DESCRIPTION OF THE TASK:
Edit this listing so that every "Confirm" becomes "Verify". Leave everything else as it is.

ENTRIES:
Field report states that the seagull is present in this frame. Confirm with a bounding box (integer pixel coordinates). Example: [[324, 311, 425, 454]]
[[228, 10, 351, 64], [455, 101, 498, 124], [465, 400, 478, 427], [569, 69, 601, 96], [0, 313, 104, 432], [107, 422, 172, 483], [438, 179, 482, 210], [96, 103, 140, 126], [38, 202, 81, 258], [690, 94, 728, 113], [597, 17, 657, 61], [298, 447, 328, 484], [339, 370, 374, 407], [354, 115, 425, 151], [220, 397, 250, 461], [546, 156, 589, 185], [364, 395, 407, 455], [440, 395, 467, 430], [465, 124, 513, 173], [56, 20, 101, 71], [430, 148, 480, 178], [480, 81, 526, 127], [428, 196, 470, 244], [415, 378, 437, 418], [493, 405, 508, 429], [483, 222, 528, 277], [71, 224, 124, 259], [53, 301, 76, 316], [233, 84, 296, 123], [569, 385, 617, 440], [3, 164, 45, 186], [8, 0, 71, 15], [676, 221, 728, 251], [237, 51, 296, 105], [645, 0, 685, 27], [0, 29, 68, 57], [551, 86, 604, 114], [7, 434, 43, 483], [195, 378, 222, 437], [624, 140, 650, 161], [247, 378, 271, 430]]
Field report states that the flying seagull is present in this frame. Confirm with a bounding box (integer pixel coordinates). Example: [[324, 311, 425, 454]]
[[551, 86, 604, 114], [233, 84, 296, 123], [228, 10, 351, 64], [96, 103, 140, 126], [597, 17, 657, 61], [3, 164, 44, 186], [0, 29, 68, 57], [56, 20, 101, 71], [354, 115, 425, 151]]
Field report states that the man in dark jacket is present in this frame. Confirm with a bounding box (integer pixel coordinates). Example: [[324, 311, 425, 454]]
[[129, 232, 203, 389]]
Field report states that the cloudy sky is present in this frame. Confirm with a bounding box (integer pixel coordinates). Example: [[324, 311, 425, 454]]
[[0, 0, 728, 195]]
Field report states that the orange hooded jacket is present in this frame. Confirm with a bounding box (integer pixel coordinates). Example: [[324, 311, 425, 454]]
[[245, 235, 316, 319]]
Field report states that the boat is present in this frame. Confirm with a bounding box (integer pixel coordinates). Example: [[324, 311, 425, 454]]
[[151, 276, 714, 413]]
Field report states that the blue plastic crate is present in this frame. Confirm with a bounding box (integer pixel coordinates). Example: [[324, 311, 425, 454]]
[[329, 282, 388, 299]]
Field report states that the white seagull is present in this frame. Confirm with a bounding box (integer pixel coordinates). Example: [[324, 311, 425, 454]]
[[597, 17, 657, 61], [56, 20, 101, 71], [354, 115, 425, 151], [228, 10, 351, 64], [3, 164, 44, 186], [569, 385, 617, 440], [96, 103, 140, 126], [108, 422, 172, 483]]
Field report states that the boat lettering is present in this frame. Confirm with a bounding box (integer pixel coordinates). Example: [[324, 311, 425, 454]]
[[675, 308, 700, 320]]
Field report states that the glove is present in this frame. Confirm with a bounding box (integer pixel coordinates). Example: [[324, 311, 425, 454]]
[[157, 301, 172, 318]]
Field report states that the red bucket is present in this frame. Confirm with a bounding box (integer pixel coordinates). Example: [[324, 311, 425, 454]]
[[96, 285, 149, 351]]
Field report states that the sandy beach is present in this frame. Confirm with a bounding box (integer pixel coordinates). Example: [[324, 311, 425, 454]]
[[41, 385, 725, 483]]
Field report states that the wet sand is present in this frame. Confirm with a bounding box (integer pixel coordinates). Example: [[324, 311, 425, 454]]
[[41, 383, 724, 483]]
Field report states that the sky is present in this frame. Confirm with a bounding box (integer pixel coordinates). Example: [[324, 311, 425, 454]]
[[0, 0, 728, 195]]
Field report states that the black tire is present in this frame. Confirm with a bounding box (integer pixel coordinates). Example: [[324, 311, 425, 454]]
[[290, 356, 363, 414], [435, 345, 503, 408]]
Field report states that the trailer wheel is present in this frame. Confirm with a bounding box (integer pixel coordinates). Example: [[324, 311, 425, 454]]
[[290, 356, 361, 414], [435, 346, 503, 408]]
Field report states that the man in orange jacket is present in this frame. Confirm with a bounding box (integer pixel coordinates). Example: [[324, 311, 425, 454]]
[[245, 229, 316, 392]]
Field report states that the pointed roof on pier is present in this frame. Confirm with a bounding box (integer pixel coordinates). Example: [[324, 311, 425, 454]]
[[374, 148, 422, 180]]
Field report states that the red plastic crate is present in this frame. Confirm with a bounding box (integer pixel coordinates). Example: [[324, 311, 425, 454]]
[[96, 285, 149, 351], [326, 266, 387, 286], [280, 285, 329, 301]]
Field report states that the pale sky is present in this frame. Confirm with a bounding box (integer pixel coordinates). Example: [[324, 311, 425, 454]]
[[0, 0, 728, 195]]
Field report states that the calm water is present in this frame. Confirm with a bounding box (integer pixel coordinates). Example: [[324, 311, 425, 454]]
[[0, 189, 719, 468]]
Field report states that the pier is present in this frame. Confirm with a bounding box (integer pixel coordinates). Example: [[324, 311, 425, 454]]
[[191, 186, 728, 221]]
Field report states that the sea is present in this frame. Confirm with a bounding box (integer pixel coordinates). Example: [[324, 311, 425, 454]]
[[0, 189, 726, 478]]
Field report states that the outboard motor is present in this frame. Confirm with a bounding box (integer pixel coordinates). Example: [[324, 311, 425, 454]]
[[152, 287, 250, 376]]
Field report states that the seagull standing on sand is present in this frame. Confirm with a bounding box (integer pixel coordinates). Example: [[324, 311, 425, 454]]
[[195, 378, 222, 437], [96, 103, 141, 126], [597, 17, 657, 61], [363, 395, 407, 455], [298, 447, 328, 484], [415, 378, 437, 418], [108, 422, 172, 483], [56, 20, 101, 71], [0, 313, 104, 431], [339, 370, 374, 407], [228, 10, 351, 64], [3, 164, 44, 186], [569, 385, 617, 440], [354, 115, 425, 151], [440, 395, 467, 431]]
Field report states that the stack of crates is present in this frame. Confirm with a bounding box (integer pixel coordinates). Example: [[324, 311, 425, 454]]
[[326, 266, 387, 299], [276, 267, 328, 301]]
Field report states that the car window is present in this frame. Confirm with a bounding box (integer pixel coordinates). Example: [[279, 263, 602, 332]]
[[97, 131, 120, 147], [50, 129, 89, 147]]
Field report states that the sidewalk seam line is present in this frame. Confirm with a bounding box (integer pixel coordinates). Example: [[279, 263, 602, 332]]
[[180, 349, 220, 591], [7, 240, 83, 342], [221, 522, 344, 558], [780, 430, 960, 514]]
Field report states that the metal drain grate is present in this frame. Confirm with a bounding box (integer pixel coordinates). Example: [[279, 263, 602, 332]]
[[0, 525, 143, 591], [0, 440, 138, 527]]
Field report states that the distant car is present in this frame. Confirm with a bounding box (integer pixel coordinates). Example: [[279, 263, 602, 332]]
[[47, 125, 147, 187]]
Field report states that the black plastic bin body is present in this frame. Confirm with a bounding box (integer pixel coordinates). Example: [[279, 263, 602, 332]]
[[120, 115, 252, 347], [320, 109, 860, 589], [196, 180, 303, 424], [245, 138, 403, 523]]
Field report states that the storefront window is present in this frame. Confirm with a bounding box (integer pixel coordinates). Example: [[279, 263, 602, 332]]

SOLVED PROBLEM:
Field report states that the seagull is present in this frame. Verify with a bounding box (integer pixel coordinates). Example: [[324, 311, 425, 454]]
[[228, 10, 351, 64], [455, 101, 498, 124], [465, 400, 478, 427], [569, 69, 601, 96], [0, 313, 104, 432], [107, 422, 172, 483], [438, 179, 482, 210], [96, 103, 140, 126], [38, 202, 81, 258], [690, 94, 728, 113], [597, 17, 657, 61], [298, 447, 328, 484], [339, 370, 374, 407], [354, 115, 425, 151], [220, 397, 250, 461], [546, 156, 589, 185], [364, 395, 407, 455], [440, 395, 467, 430], [465, 124, 513, 173], [56, 20, 101, 71], [430, 148, 480, 178], [480, 81, 526, 127], [428, 196, 470, 244], [415, 378, 437, 418], [493, 405, 508, 429], [483, 222, 528, 277], [71, 224, 124, 259], [53, 301, 76, 316], [233, 84, 296, 123], [569, 385, 617, 440], [3, 164, 45, 186], [8, 0, 71, 15], [676, 221, 728, 251], [237, 51, 296, 105], [645, 0, 685, 27], [0, 29, 68, 57], [551, 86, 604, 114], [7, 434, 43, 483], [195, 378, 222, 437], [624, 140, 650, 161], [247, 378, 271, 430]]
Field report states that the flying seagull is present in this frame. Verify with a bounding box (integer pixel coordinates). Example: [[324, 311, 425, 454]]
[[551, 86, 604, 114], [233, 84, 296, 123], [228, 10, 351, 64], [96, 103, 140, 126], [597, 17, 657, 61], [3, 164, 44, 186], [0, 29, 68, 57], [56, 20, 101, 71], [354, 115, 425, 151]]
Field report states that the man in dark jacket is present in this frame. Verify with a bounding box (integer pixel coordinates). Example: [[324, 311, 425, 454]]
[[129, 232, 203, 389]]
Field report states that the cloudy sky is present in this frame. Verify with a bounding box (integer pixel coordinates). Example: [[324, 311, 425, 454]]
[[0, 0, 728, 195]]
Field report states that the orange hooded jacket is present in this frame. Verify with a bounding box (integer pixel coordinates). Example: [[324, 311, 425, 454]]
[[245, 235, 316, 319]]
Field report states that the boat is present in this frame. Verify with a bounding box (integer pixel coordinates). Example: [[324, 311, 425, 454]]
[[151, 276, 714, 413]]
Field report states that the blue plastic crate is present in this frame. Verify with a bounding box (integer pixel coordinates). Example: [[324, 311, 425, 454]]
[[329, 282, 388, 299]]
Field report states that the white seagull is present in this frame. Verify with a bounding box (integer pixel coordinates). Example: [[324, 311, 425, 454]]
[[597, 17, 657, 61], [56, 20, 101, 71], [354, 115, 425, 151], [228, 10, 351, 64], [3, 164, 44, 186], [569, 385, 617, 440], [96, 103, 140, 126], [108, 422, 172, 483]]
Field report states that the boat lettering is present in this frame. Verify with a bounding box (integer pixel coordinates). Example: [[324, 311, 425, 454]]
[[675, 308, 700, 320]]
Field report states that the glove is present in this frame. Verify with a bounding box (integer pixel coordinates). Example: [[324, 311, 425, 454]]
[[157, 301, 172, 318]]
Field report states that the red bucket is present in this frame. Verify with a bounding box (integer pixel coordinates). Example: [[324, 311, 425, 454]]
[[96, 285, 149, 351]]
Field report states that the sandy beach is present in this frame. Verify with a bounding box (integer pixel coordinates). Example: [[324, 311, 425, 454]]
[[41, 385, 725, 483]]
Field report states that the wet sand is present in this frame. Verify with a bounding box (integer pixel coordinates). Example: [[324, 311, 425, 454]]
[[41, 383, 724, 483]]
Field report states that the sky is present in this frame. Verify with a bounding box (integer pixel coordinates). Example: [[324, 311, 425, 454]]
[[0, 0, 728, 195]]
Field report states that the black tire is present in this frame. Verify with a bounding box (integer pixel coordinates). Example: [[324, 311, 425, 454]]
[[290, 356, 363, 414], [435, 345, 503, 408]]
Field report states that the trailer wheel is present in this frame. Verify with a bounding box (integer pixel coordinates). Example: [[324, 311, 425, 454]]
[[290, 356, 361, 414], [435, 346, 503, 408]]
Field report states that the man in orange jacket is present in this frame. Verify with a bounding box (integer pixel coordinates). Example: [[324, 311, 425, 454]]
[[245, 229, 316, 392]]
Field report states that the pointed roof on pier is present in this frame. Verify with a bounding box (integer pixel coordinates). Example: [[324, 311, 425, 454]]
[[374, 148, 422, 180]]
Field report states that the red plastic crate is present in this frame. Verify with a bounding box (integer pixel coordinates). Example: [[324, 311, 425, 454]]
[[96, 285, 149, 351], [326, 266, 387, 286], [280, 285, 329, 301]]
Field report states that the pale sky is present in this frame. Verify with a bounding box (integer pixel coordinates). Example: [[324, 311, 425, 454]]
[[0, 0, 728, 195]]
Field report states that the calm water is present in this frame. Verify with a bounding box (integer pixel coordinates). Example: [[324, 311, 425, 454]]
[[0, 189, 719, 468]]
Field report states that the pier is present in this frame. Verify with a bounding box (integer pixel coordinates). Example: [[324, 311, 425, 454]]
[[191, 186, 728, 221]]
Field report states that the sea is present in this frame. Verify with a bounding box (integer pixel coordinates). Example: [[324, 311, 425, 454]]
[[0, 189, 726, 478]]
Field report states that the outboard motor is present in this frame. Verify with a bounding box (integer pixel coordinates). Example: [[324, 311, 425, 454]]
[[152, 287, 250, 376]]
Field report states that the seagull standing on sand is present in this frame. Verify with a bounding box (integer pixel coordinates). Example: [[324, 311, 425, 454]]
[[195, 378, 222, 437], [96, 103, 141, 126], [597, 17, 657, 61], [363, 395, 407, 455], [298, 447, 328, 484], [415, 378, 437, 418], [108, 422, 172, 483], [56, 20, 101, 71], [0, 313, 104, 431], [339, 370, 374, 407], [228, 10, 351, 64], [3, 164, 44, 186], [569, 385, 617, 440], [354, 115, 425, 151], [440, 395, 467, 431]]
Field report states that the stack of crates is present in this frame. Verify with a bounding box (integer pixel coordinates). Example: [[324, 311, 425, 454]]
[[326, 266, 387, 299], [276, 267, 328, 301]]
Field report states that the car window is present in this frame. Verify with a bounding box (integer pixel coordinates). Example: [[279, 263, 602, 332]]
[[97, 131, 120, 147], [50, 129, 89, 147]]
Field report states that the sidewalk seam line is present in this frame. Verify with a bounding box (integer pixel coordinates). Example: [[279, 263, 602, 332]]
[[180, 349, 220, 591], [7, 240, 83, 342], [221, 522, 344, 558], [780, 430, 960, 514]]
Field report states that the metal drain grate is present in this frame. Verify with a bounding box (integer pixel coordinates). Example: [[279, 263, 602, 332]]
[[0, 525, 143, 591], [0, 440, 138, 527]]
Field report states that the distant car is present in this frame. Verify with a bounding box (integer pixel coordinates). Example: [[279, 263, 602, 332]]
[[47, 125, 147, 187]]
Field report states that the black plastic bin body is present in this frame. Verify with a bounding box (integer pixel coordinates). Example: [[279, 263, 602, 332]]
[[120, 115, 252, 347], [320, 109, 860, 589], [196, 180, 303, 424], [245, 138, 403, 523]]
Field report states that the storefront window is present in this frame. Verify with a bounding box (integer pixel coordinates). Example: [[279, 263, 602, 332]]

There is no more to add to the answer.